◆ Work to complete ◆
Can the data below be echoed back word for word?

## start Task input

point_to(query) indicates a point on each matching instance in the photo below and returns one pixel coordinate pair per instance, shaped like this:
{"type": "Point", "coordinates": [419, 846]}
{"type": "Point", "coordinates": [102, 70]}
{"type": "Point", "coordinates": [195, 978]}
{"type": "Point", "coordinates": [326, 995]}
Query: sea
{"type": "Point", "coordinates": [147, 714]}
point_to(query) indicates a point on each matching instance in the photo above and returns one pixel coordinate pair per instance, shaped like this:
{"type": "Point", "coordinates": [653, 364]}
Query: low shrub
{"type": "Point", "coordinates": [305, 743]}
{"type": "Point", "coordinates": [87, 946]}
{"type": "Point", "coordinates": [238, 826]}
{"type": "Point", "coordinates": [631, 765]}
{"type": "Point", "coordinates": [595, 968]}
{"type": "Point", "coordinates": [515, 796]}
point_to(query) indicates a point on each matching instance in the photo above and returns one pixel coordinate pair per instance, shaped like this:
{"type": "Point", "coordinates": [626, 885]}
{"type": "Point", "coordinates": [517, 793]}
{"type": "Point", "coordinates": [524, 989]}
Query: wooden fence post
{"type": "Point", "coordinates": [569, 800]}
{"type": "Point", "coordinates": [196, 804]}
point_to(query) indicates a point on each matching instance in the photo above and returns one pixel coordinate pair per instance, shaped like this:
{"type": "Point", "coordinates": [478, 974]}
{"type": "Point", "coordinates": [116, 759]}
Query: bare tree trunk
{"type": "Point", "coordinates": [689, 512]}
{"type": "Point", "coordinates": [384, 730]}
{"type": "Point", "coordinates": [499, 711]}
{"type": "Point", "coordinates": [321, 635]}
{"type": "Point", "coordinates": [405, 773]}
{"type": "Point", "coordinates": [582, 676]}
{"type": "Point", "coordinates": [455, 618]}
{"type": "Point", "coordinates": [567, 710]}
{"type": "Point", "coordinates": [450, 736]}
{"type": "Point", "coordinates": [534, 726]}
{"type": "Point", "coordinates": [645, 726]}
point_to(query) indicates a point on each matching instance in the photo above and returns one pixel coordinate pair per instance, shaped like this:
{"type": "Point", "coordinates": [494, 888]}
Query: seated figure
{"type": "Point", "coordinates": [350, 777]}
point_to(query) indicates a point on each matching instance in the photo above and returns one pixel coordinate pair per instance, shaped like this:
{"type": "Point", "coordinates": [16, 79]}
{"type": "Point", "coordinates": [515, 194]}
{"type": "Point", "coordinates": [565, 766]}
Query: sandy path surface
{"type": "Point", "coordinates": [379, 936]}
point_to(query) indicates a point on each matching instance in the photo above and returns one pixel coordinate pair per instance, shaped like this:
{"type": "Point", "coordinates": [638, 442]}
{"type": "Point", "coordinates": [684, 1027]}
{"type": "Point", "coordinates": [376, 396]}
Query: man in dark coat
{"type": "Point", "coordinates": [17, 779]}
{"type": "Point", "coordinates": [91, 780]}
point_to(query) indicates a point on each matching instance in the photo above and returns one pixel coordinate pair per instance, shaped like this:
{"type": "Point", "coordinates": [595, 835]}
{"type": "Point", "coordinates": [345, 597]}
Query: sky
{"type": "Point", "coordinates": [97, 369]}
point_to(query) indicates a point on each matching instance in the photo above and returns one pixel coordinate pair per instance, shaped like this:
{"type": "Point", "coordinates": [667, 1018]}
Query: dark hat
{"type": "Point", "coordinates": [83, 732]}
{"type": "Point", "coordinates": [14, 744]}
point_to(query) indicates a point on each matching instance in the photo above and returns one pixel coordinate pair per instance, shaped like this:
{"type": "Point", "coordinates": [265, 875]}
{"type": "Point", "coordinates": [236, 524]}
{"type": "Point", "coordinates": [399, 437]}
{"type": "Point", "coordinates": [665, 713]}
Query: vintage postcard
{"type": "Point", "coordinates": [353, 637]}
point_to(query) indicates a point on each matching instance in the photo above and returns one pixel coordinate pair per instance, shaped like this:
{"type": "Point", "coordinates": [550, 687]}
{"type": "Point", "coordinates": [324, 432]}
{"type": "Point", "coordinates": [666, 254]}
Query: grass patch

## end Task input

◆ The answer ◆
point_to(query) indicates a point on each matching instance in the photo below and returns one pixel coordinate pair per instance, shaped like this:
{"type": "Point", "coordinates": [419, 846]}
{"type": "Point", "coordinates": [102, 70]}
{"type": "Point", "coordinates": [195, 978]}
{"type": "Point", "coordinates": [326, 995]}
Query: sea
{"type": "Point", "coordinates": [147, 714]}
point_to(query) indicates a point on each matching instance in the photo above and returns one pixel coordinate pair per instance, shaped like this:
{"type": "Point", "coordinates": [653, 364]}
Query: low shrub
{"type": "Point", "coordinates": [305, 743]}
{"type": "Point", "coordinates": [87, 946]}
{"type": "Point", "coordinates": [238, 826]}
{"type": "Point", "coordinates": [631, 765]}
{"type": "Point", "coordinates": [595, 968]}
{"type": "Point", "coordinates": [515, 796]}
point_to(query) indicates a point on each matching instance in the photo above and returns one pixel coordinate pair per instance, shaped like this:
{"type": "Point", "coordinates": [626, 885]}
{"type": "Point", "coordinates": [517, 793]}
{"type": "Point", "coordinates": [524, 989]}
Query: wooden fence post
{"type": "Point", "coordinates": [569, 800]}
{"type": "Point", "coordinates": [196, 804]}
point_to(query) indicates a point on each matching instance in the photo above and returns one pixel coordinate pair per instance, shaped like this:
{"type": "Point", "coordinates": [478, 974]}
{"type": "Point", "coordinates": [116, 759]}
Query: bare tree trunk
{"type": "Point", "coordinates": [689, 512]}
{"type": "Point", "coordinates": [384, 730]}
{"type": "Point", "coordinates": [499, 711]}
{"type": "Point", "coordinates": [321, 635]}
{"type": "Point", "coordinates": [405, 773]}
{"type": "Point", "coordinates": [582, 676]}
{"type": "Point", "coordinates": [455, 618]}
{"type": "Point", "coordinates": [567, 710]}
{"type": "Point", "coordinates": [450, 736]}
{"type": "Point", "coordinates": [534, 726]}
{"type": "Point", "coordinates": [645, 726]}
point_to(query) indicates a point on each matching instance in the photo above and returns one pixel coordinate pair per instance, shaped like this:
{"type": "Point", "coordinates": [494, 888]}
Query: seated figure
{"type": "Point", "coordinates": [350, 777]}
point_to(query) indicates a point on each matching instance in the photo above and returns one pixel coordinate pair per instance, shaped like this:
{"type": "Point", "coordinates": [16, 79]}
{"type": "Point", "coordinates": [515, 194]}
{"type": "Point", "coordinates": [565, 766]}
Query: sandy path surface
{"type": "Point", "coordinates": [379, 936]}
point_to(query) indicates a point on each matching instance in the photo above and returns one pixel coordinate pair per instance, shaped like this:
{"type": "Point", "coordinates": [638, 442]}
{"type": "Point", "coordinates": [684, 1027]}
{"type": "Point", "coordinates": [376, 396]}
Query: man in dark coat
{"type": "Point", "coordinates": [17, 779]}
{"type": "Point", "coordinates": [91, 780]}
point_to(query) indicates a point on each matching instance in the photo above and returns one pixel coordinate pair per instance, shaped like this:
{"type": "Point", "coordinates": [595, 835]}
{"type": "Point", "coordinates": [345, 597]}
Query: sky
{"type": "Point", "coordinates": [97, 369]}
point_to(query) indicates a point on each matching instance in the photo above and returns one pixel coordinate pair per instance, shaped like this:
{"type": "Point", "coordinates": [667, 1018]}
Query: dark hat
{"type": "Point", "coordinates": [83, 732]}
{"type": "Point", "coordinates": [14, 744]}
point_to(query) indicates a point on each matching instance in the photo above and returns one pixel coordinate pair per instance, shaped like this:
{"type": "Point", "coordinates": [265, 875]}
{"type": "Point", "coordinates": [236, 524]}
{"type": "Point", "coordinates": [399, 437]}
{"type": "Point", "coordinates": [665, 713]}
Query: vintage postcard
{"type": "Point", "coordinates": [353, 637]}
point_to(query) indicates a point on each matching instance in the photo above and returns one pixel coordinate pair per instance, shaped like this:
{"type": "Point", "coordinates": [550, 687]}
{"type": "Point", "coordinates": [324, 432]}
{"type": "Point", "coordinates": [666, 254]}
Query: grass patch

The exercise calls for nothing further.